Segment Open
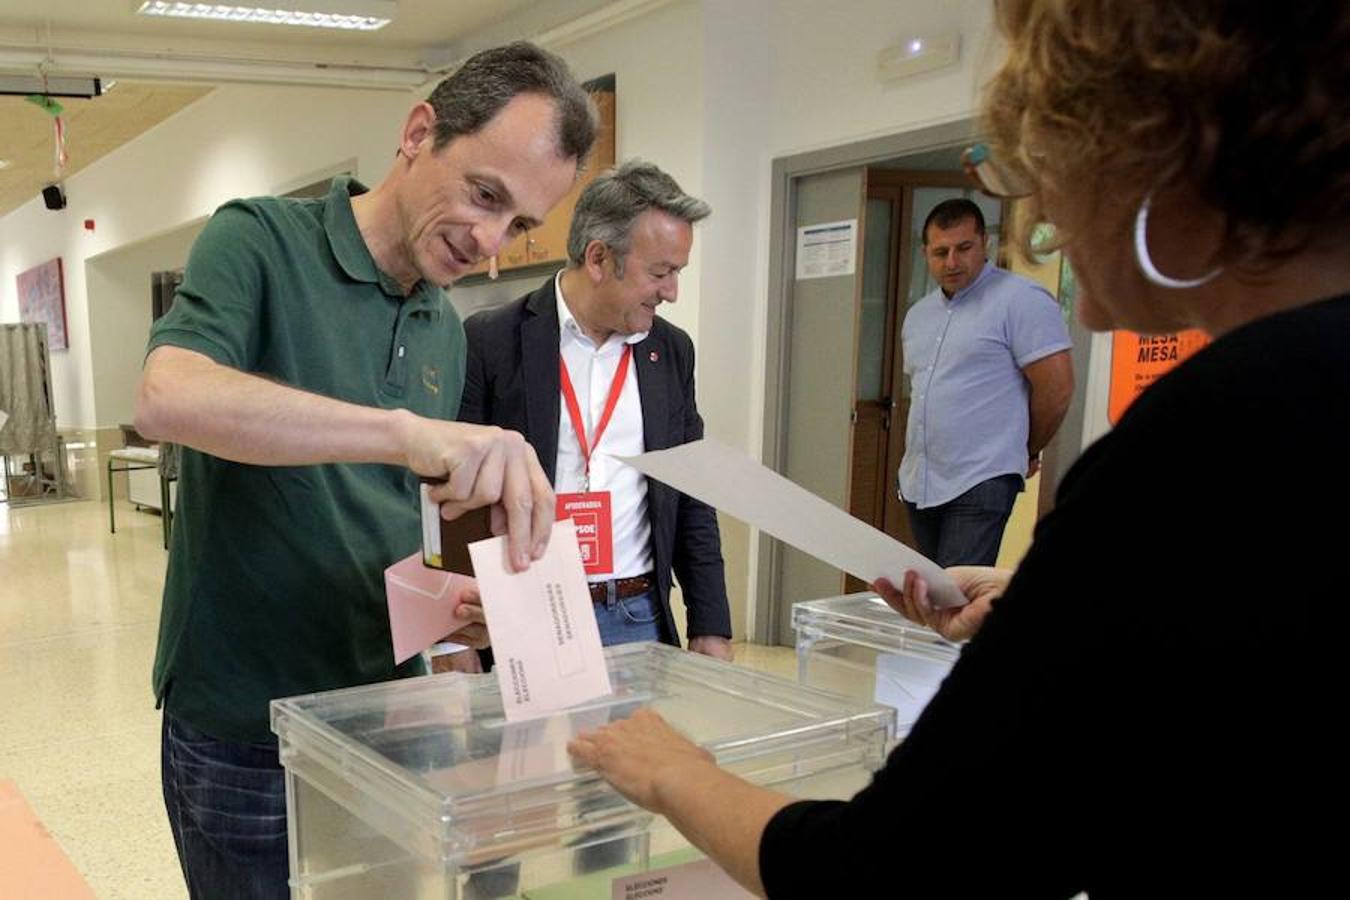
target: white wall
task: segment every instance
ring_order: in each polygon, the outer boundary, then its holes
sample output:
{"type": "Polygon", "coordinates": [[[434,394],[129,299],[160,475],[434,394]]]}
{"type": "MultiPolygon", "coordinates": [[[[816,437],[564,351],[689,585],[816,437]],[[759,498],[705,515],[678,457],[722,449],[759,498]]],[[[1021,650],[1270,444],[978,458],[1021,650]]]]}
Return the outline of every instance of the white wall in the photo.
{"type": "Polygon", "coordinates": [[[130,423],[135,415],[145,340],[150,334],[152,272],[182,268],[206,220],[129,247],[90,257],[85,263],[90,370],[99,428],[130,423]]]}
{"type": "Polygon", "coordinates": [[[356,159],[358,174],[377,181],[413,100],[379,91],[220,87],[67,179],[65,210],[51,212],[35,199],[0,219],[0,320],[19,317],[19,272],[54,256],[64,261],[70,349],[52,354],[58,425],[115,424],[96,410],[89,257],[176,230],[232,197],[290,188],[344,160],[356,159]],[[87,218],[93,232],[83,228],[87,218]]]}
{"type": "MultiPolygon", "coordinates": [[[[733,2],[733,0],[712,0],[733,2]]],[[[775,156],[832,147],[970,115],[988,71],[987,0],[779,0],[773,42],[775,156]],[[877,54],[911,37],[961,34],[956,66],[883,83],[877,54]]]]}
{"type": "Polygon", "coordinates": [[[1083,444],[1086,447],[1111,430],[1107,413],[1111,399],[1111,334],[1092,336],[1087,374],[1079,375],[1087,381],[1087,402],[1083,409],[1083,444]]]}
{"type": "MultiPolygon", "coordinates": [[[[750,450],[758,446],[755,384],[763,385],[764,304],[757,290],[768,266],[773,48],[766,23],[772,0],[711,2],[703,27],[703,227],[698,335],[699,406],[707,430],[750,450]]],[[[767,273],[766,273],[767,274],[767,273]]],[[[761,388],[762,391],[762,388],[761,388]]]]}
{"type": "MultiPolygon", "coordinates": [[[[721,0],[712,0],[717,3],[721,0]]],[[[979,84],[990,69],[990,4],[984,0],[844,0],[772,4],[772,74],[768,134],[759,172],[756,262],[742,276],[767,320],[769,182],[773,159],[913,131],[975,114],[979,84]],[[877,54],[912,37],[958,32],[957,65],[900,81],[877,77],[877,54]]],[[[747,33],[746,39],[753,34],[747,33]]],[[[765,337],[757,335],[751,382],[758,450],[763,421],[765,337]]]]}
{"type": "MultiPolygon", "coordinates": [[[[614,73],[616,160],[656,163],[690,194],[703,188],[700,4],[679,0],[600,34],[555,47],[582,81],[614,73]]],[[[702,226],[700,226],[701,229],[702,226]]],[[[679,300],[661,315],[697,335],[705,237],[694,239],[679,300]]]]}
Segment Closed
* [Task prompt]
For this task, give the full listing again verbatim and keep out every picture.

* [Worked solution]
target: white wall
task: segment every instance
ring_order: in each polygon, the outer boundary, then its holes
sample output:
{"type": "Polygon", "coordinates": [[[434,394],[129,299],[160,475],[434,394]]]}
{"type": "MultiPolygon", "coordinates": [[[[816,437],[564,351],[689,585],[816,437]],[[759,498],[705,515],[678,457],[722,449],[759,498]]],[[[1021,650],[1270,444],[978,458],[1021,650]]]]}
Return the outline of every instance of the white wall in the photo.
{"type": "Polygon", "coordinates": [[[130,423],[135,415],[145,340],[150,334],[152,272],[182,268],[206,220],[129,247],[90,257],[85,263],[90,370],[99,428],[130,423]]]}
{"type": "Polygon", "coordinates": [[[356,159],[358,174],[377,181],[413,100],[379,91],[220,87],[67,179],[65,210],[51,212],[35,199],[0,219],[0,320],[19,317],[19,272],[54,256],[64,261],[70,349],[52,354],[58,425],[115,424],[96,410],[89,257],[176,230],[232,197],[290,188],[344,160],[356,159]],[[87,218],[93,232],[83,228],[87,218]]]}
{"type": "MultiPolygon", "coordinates": [[[[733,2],[733,0],[712,0],[733,2]]],[[[775,156],[832,147],[970,115],[988,71],[987,0],[779,0],[773,42],[775,156]],[[877,54],[911,37],[961,34],[956,66],[883,83],[877,54]]]]}
{"type": "Polygon", "coordinates": [[[1083,444],[1086,447],[1111,430],[1107,413],[1111,399],[1111,334],[1092,336],[1087,374],[1079,375],[1087,381],[1087,402],[1083,409],[1083,444]]]}
{"type": "MultiPolygon", "coordinates": [[[[750,450],[758,446],[755,384],[763,385],[764,304],[757,290],[768,266],[773,48],[766,23],[772,0],[711,2],[703,27],[703,227],[698,335],[699,406],[707,430],[750,450]]],[[[767,273],[766,273],[767,274],[767,273]]],[[[761,388],[762,391],[762,388],[761,388]]]]}
{"type": "MultiPolygon", "coordinates": [[[[721,0],[712,0],[717,3],[721,0]]],[[[979,84],[990,69],[990,4],[984,0],[844,0],[772,4],[772,74],[768,134],[759,172],[756,262],[742,276],[767,320],[769,182],[773,159],[913,131],[975,114],[979,84]],[[877,54],[912,37],[958,32],[957,65],[900,81],[877,77],[877,54]]],[[[747,33],[746,39],[753,34],[747,33]]],[[[765,337],[757,335],[751,382],[758,450],[763,421],[765,337]]]]}
{"type": "MultiPolygon", "coordinates": [[[[614,73],[616,160],[656,163],[690,194],[703,188],[700,4],[679,0],[600,34],[555,47],[582,81],[614,73]]],[[[702,226],[700,226],[701,229],[702,226]]],[[[679,300],[661,315],[697,335],[705,237],[694,239],[679,300]]]]}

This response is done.